What you will do: What is needed is an exact repeat of the lines from the line containing "Prompt: place one marker on each instance of the woman's teeth" through the final line of the entries below, and nothing else.

Start of Material provided

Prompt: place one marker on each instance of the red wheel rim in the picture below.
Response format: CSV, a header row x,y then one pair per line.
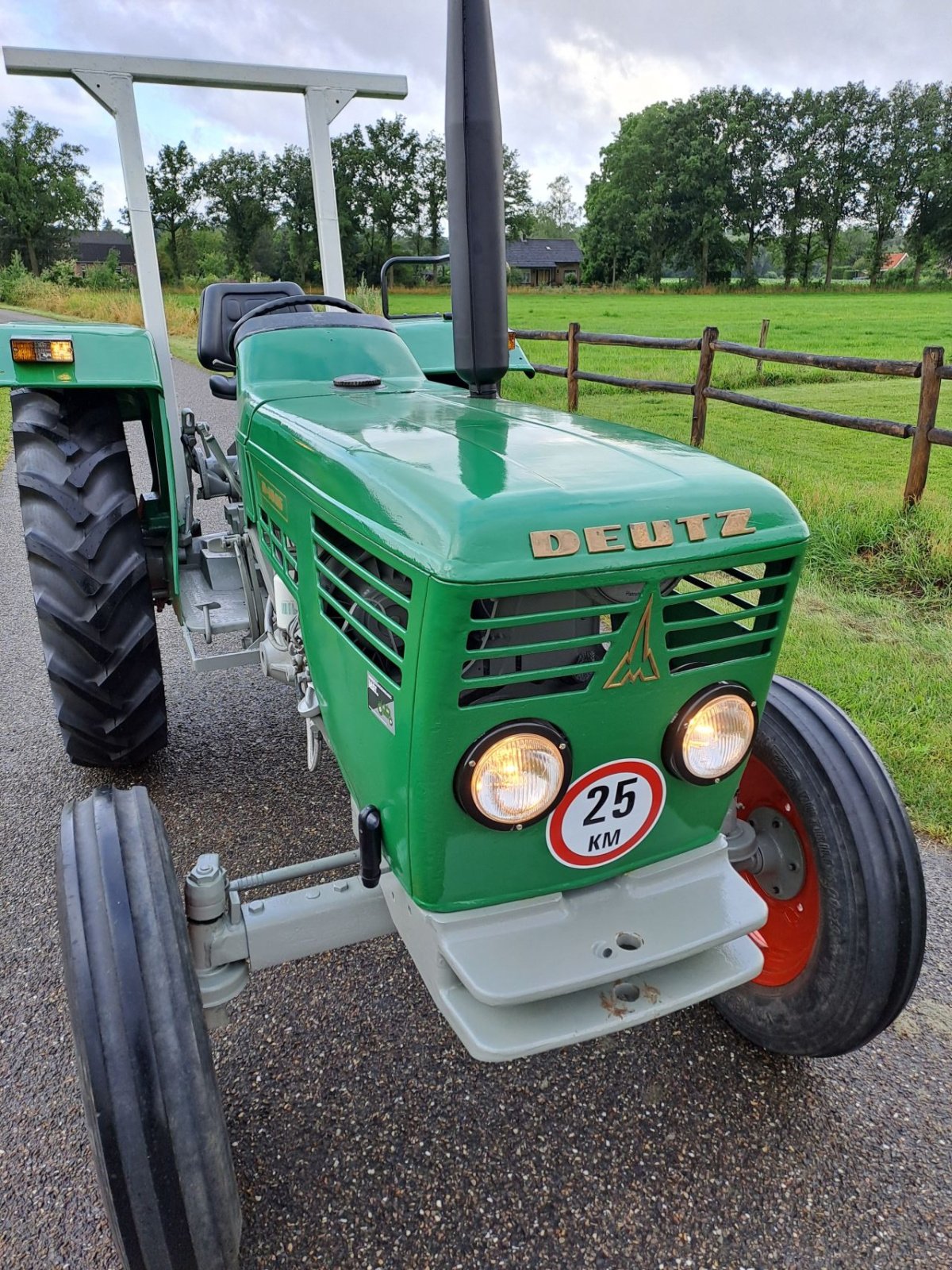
x,y
789,937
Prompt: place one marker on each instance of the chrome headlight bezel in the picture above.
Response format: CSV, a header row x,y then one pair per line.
x,y
463,780
673,745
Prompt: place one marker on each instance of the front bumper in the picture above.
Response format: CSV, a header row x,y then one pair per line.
x,y
541,973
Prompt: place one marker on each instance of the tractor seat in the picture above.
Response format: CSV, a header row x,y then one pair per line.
x,y
221,306
292,319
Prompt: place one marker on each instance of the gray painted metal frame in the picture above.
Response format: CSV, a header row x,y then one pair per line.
x,y
109,79
511,979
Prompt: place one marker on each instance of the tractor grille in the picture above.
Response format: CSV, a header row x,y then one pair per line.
x,y
727,615
278,545
365,597
531,645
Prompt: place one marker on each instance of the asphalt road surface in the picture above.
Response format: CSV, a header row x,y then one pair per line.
x,y
363,1134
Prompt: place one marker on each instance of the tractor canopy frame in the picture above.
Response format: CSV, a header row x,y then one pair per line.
x,y
111,79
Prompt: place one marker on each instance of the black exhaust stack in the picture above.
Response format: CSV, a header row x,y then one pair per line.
x,y
475,197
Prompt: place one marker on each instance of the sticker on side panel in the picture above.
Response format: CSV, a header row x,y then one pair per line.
x,y
380,702
606,813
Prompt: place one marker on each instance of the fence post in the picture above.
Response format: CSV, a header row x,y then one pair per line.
x,y
698,416
573,362
762,343
926,421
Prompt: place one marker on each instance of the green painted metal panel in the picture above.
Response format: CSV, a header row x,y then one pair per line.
x,y
106,356
435,493
431,341
122,359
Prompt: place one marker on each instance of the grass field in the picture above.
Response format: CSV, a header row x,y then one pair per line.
x,y
873,624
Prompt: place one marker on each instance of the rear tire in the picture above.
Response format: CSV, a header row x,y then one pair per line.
x,y
152,1106
89,575
843,954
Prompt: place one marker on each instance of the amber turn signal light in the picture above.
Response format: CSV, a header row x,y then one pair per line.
x,y
42,349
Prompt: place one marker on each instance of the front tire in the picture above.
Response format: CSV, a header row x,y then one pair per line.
x,y
843,954
89,575
152,1108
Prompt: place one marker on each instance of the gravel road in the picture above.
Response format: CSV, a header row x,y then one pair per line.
x,y
363,1136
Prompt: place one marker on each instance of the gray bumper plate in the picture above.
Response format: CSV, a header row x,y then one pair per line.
x,y
536,975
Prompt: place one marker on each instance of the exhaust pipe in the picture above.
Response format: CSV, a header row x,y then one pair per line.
x,y
475,200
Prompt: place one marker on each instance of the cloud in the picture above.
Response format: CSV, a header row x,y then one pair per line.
x,y
566,71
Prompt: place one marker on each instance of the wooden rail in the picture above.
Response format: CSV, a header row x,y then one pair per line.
x,y
931,371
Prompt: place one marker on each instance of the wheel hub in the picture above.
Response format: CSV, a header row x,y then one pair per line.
x,y
777,860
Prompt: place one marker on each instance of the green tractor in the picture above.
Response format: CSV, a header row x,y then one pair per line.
x,y
541,649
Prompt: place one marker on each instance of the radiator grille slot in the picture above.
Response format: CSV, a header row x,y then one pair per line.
x,y
520,647
366,598
724,615
277,543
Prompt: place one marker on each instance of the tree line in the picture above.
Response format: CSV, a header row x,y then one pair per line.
x,y
708,183
241,214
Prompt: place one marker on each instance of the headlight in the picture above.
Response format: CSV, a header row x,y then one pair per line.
x,y
514,774
712,734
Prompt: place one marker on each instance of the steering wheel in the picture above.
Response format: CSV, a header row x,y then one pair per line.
x,y
271,306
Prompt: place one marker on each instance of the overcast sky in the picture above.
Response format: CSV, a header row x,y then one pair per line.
x,y
568,70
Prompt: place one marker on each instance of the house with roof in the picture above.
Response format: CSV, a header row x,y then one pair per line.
x,y
545,262
93,247
894,260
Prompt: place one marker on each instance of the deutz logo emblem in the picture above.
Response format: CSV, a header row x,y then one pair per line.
x,y
639,664
643,535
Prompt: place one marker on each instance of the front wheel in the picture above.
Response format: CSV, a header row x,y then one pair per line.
x,y
155,1119
846,930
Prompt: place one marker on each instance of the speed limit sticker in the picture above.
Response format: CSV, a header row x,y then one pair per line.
x,y
606,813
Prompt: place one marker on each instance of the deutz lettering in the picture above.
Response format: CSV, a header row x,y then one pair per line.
x,y
644,535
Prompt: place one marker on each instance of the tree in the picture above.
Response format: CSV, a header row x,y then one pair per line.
x,y
843,118
754,139
240,188
173,190
930,165
517,198
695,165
885,169
295,192
389,183
628,205
797,188
432,190
558,216
44,192
353,222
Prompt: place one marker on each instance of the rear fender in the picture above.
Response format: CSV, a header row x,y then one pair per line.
x,y
120,360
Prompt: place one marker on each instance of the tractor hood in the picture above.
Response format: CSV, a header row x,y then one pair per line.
x,y
474,491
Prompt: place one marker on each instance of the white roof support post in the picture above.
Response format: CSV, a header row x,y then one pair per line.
x,y
109,78
323,107
116,93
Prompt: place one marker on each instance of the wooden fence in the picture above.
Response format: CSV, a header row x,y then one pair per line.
x,y
931,371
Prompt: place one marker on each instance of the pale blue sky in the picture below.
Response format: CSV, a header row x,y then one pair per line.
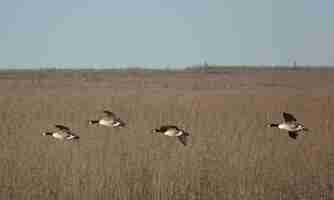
x,y
175,32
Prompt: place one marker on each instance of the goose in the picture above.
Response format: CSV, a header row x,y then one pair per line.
x,y
290,124
63,133
110,119
172,131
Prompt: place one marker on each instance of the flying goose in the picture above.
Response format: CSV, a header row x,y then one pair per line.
x,y
110,119
290,124
63,133
173,131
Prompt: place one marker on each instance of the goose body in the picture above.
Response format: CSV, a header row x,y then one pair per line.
x,y
290,124
63,133
110,120
173,131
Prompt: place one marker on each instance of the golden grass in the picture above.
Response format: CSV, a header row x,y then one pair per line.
x,y
231,153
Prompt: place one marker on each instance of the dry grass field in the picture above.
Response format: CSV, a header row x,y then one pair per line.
x,y
231,153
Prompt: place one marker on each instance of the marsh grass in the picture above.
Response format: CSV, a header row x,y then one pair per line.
x,y
231,153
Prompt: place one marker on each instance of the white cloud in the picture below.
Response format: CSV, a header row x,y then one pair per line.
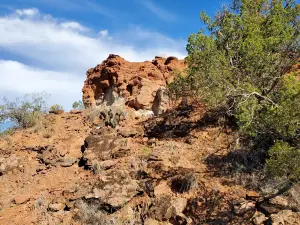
x,y
21,79
159,12
103,33
46,54
73,26
27,12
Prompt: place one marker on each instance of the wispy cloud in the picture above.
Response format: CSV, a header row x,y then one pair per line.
x,y
47,54
159,12
76,5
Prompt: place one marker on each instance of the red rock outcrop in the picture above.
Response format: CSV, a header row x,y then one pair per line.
x,y
136,82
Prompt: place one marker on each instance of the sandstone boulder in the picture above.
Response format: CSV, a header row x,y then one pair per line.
x,y
139,83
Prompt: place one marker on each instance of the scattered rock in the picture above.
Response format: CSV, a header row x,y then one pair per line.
x,y
252,195
138,82
56,207
57,112
259,218
21,199
285,217
76,111
9,163
131,132
162,188
279,201
244,207
105,165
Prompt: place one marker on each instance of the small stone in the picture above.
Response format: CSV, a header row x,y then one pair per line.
x,y
259,218
252,195
151,222
244,208
21,199
56,207
105,165
279,201
281,217
162,188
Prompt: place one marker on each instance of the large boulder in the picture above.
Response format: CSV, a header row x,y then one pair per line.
x,y
139,83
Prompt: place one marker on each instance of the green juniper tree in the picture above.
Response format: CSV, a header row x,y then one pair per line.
x,y
242,63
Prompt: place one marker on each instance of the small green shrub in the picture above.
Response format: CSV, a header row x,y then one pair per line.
x,y
78,105
56,107
24,112
284,161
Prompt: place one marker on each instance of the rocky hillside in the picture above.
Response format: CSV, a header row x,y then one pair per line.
x,y
87,167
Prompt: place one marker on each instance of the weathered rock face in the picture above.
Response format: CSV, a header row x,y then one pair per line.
x,y
137,82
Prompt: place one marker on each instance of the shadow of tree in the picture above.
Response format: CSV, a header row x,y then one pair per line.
x,y
177,123
214,207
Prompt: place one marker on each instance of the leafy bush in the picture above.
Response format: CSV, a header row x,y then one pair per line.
x,y
56,108
24,112
242,62
78,105
284,161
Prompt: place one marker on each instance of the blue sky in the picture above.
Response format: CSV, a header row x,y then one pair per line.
x,y
48,45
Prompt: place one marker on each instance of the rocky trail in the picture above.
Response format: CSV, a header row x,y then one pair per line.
x,y
167,169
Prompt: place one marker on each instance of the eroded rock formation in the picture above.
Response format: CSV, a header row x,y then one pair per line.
x,y
139,83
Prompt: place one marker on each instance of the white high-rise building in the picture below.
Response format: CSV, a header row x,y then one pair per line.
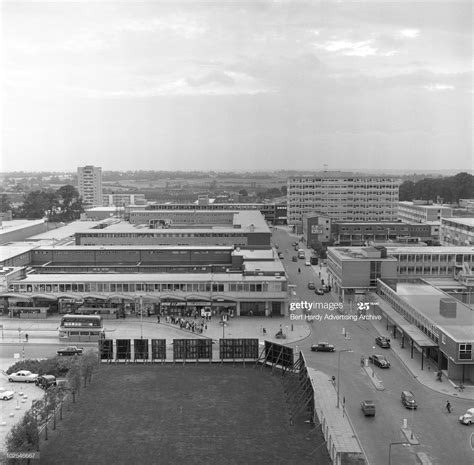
x,y
343,198
89,180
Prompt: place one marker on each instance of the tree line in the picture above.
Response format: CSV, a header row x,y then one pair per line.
x,y
25,435
63,204
450,189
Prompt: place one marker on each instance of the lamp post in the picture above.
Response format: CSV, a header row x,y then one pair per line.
x,y
339,371
395,444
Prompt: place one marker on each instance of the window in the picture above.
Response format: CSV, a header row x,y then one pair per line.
x,y
465,351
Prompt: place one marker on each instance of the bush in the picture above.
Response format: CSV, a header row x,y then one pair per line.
x,y
57,366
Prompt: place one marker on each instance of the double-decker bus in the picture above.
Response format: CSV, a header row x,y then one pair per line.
x,y
81,328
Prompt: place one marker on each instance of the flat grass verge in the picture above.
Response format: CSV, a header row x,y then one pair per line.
x,y
192,414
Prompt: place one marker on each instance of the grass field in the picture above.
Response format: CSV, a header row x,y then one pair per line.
x,y
193,414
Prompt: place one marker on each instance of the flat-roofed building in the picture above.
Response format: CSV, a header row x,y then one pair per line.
x,y
123,200
457,231
355,270
343,198
439,324
422,211
242,228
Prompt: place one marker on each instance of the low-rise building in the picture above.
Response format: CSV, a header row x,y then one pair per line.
x,y
422,211
457,231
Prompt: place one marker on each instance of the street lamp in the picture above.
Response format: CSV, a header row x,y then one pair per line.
x,y
394,444
339,371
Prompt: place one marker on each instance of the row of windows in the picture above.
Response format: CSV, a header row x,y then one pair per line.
x,y
149,287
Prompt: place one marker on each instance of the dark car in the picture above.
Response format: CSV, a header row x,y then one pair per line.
x,y
408,400
383,342
45,381
322,347
379,360
368,407
70,350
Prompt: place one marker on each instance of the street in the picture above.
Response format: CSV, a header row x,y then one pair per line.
x,y
436,430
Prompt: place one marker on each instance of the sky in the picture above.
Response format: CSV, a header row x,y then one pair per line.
x,y
242,85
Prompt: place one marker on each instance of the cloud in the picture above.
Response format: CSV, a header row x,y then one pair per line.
x,y
410,33
361,48
438,87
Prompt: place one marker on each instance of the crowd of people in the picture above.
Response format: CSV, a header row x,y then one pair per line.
x,y
194,326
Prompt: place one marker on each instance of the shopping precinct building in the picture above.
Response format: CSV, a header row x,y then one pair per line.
x,y
434,323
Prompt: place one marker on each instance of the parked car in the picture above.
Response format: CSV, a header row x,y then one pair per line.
x,y
45,381
70,350
322,347
468,417
22,376
368,407
379,360
6,395
408,400
383,342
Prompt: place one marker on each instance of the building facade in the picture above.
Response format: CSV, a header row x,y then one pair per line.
x,y
343,198
422,211
123,200
457,231
89,179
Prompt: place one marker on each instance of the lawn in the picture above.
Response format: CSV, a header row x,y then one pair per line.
x,y
195,414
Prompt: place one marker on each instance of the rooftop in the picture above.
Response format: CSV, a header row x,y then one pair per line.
x,y
426,299
17,225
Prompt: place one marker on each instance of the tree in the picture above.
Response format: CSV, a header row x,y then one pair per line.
x,y
38,204
5,203
24,436
70,204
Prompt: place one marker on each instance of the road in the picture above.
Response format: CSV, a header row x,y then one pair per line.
x,y
436,430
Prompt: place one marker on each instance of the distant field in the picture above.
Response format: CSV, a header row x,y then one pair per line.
x,y
193,414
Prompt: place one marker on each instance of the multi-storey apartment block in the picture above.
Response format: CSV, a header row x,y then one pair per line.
x,y
343,198
89,179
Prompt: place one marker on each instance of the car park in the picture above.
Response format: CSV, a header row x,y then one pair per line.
x,y
383,342
70,350
6,395
22,376
408,400
322,347
379,360
468,417
368,407
45,381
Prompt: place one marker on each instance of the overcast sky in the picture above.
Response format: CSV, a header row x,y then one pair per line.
x,y
237,85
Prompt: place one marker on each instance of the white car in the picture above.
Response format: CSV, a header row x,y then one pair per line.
x,y
22,376
468,417
6,395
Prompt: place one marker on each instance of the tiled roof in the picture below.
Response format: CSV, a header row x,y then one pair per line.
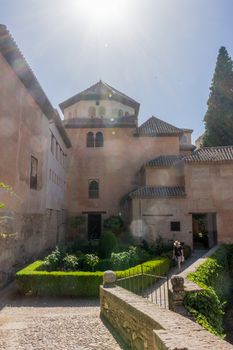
x,y
158,192
156,127
18,63
211,154
98,91
164,161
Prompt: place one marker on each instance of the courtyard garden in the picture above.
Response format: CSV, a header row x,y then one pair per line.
x,y
77,268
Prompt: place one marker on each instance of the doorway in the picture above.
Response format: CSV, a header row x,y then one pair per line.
x,y
204,230
94,226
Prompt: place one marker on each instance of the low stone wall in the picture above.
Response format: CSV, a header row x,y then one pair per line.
x,y
144,325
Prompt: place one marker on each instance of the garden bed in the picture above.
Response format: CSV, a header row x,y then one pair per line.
x,y
32,280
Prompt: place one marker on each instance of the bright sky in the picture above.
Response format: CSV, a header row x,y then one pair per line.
x,y
162,53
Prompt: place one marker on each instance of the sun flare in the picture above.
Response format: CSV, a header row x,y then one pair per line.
x,y
102,11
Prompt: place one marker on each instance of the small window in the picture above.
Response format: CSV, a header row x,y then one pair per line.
x,y
91,111
93,189
120,113
52,143
99,139
183,139
175,225
33,173
102,111
90,139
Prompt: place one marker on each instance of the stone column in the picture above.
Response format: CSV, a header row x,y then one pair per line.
x,y
177,294
109,279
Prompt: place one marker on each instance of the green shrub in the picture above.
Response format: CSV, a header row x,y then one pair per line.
x,y
107,244
31,280
70,263
90,261
207,306
104,265
54,260
114,224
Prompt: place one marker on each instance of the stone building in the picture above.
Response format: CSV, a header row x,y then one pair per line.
x,y
96,163
33,148
109,149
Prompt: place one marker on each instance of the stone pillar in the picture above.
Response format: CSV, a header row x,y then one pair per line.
x,y
109,279
177,294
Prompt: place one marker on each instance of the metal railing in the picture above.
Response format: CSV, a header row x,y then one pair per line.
x,y
150,285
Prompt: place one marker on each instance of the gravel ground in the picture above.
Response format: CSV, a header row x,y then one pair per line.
x,y
41,323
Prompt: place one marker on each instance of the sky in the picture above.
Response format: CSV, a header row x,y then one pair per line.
x,y
162,53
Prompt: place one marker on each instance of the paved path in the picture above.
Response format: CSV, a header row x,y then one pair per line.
x,y
48,324
158,293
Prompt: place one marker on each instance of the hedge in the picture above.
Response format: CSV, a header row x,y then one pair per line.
x,y
31,280
207,306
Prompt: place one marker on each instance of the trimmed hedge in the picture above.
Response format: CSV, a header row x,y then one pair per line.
x,y
31,280
207,306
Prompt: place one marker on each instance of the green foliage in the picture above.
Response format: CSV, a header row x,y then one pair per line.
x,y
32,280
207,306
70,263
54,261
90,261
114,224
107,244
219,116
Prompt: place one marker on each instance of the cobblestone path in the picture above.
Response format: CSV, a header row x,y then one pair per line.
x,y
48,324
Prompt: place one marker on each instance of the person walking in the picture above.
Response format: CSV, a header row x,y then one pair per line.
x,y
178,254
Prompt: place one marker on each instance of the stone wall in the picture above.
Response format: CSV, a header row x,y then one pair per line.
x,y
144,325
31,235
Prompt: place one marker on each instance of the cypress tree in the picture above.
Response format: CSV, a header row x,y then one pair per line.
x,y
219,116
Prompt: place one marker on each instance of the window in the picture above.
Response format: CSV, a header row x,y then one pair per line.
x,y
33,173
93,190
99,139
90,139
120,113
52,143
91,111
175,225
102,111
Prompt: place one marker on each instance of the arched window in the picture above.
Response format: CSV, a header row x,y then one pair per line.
x,y
99,139
90,139
183,139
120,113
93,190
91,111
102,111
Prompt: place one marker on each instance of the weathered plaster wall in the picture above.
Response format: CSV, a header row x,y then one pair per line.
x,y
116,166
28,229
80,109
152,218
209,189
144,325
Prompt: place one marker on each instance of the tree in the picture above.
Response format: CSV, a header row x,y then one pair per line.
x,y
219,116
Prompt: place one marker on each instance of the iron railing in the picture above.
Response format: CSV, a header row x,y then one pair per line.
x,y
149,285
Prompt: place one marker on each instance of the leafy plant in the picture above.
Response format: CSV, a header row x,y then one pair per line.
x,y
208,305
107,244
54,260
70,263
90,261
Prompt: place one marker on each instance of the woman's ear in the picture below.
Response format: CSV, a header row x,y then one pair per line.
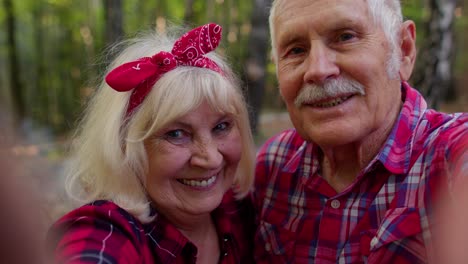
x,y
407,49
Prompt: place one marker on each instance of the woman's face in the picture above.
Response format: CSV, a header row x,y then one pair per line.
x,y
192,163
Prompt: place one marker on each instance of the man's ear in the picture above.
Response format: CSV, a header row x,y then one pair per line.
x,y
408,49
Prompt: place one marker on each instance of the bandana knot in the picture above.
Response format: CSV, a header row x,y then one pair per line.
x,y
140,75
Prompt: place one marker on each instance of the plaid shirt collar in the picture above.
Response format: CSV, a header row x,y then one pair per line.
x,y
397,150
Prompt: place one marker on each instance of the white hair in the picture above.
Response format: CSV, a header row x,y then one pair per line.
x,y
109,160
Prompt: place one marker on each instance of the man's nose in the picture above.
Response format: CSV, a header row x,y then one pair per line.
x,y
321,64
206,155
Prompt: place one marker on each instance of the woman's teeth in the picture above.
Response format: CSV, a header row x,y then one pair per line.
x,y
198,183
332,103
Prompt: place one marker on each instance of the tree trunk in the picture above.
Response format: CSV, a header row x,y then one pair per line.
x,y
16,88
436,75
255,65
114,24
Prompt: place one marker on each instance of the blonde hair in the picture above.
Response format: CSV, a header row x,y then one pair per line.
x,y
109,160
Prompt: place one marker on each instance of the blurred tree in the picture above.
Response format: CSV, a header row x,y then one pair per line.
x,y
434,77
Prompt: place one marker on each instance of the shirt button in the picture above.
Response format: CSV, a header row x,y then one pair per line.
x,y
335,204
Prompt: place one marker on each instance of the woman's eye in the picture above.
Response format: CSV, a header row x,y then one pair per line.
x,y
177,136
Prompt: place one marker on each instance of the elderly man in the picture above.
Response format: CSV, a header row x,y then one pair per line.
x,y
358,178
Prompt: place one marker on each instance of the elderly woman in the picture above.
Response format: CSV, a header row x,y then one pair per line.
x,y
163,160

End of Material provided

Complete response:
Prompt: place one marker on each instance of the woman's teeth in the picture above.
Response format: CSV, a header row x,y then one pair per line.
x,y
198,183
332,103
Prompt: place one marker on each instance of the tree trunk in the picture above.
Response format: CSV, a header row x,y then one pair per line.
x,y
16,88
436,75
255,65
114,24
Prompt: place one marker on each instance of the blonde hair in the picture above.
Response format: CSV, a header row x,y then one pair per line.
x,y
109,160
Prompt: place one marker on each instance of the blurred tree in the picture above.
Response format: CSV, a header row x,y then one pair per line.
x,y
434,77
Prompt: place one marker on each instance of the shirt button in the picture above.
Response format: CSV, a header row x,y then one pair per line.
x,y
335,204
Prompt: place one marker on each instance of the woman's eye in the picture above.
Response format: CSV, a header row x,y then one pair per line.
x,y
177,136
Prompt: place one marker on each instance of the elderly man in the picture above.
Response format: CSV, a header row x,y then one pair per line.
x,y
358,178
Prompt: place one marker on each instance of the elderly woman in the picture above.
Response format: CSV, a header row x,y then one pair per line.
x,y
163,160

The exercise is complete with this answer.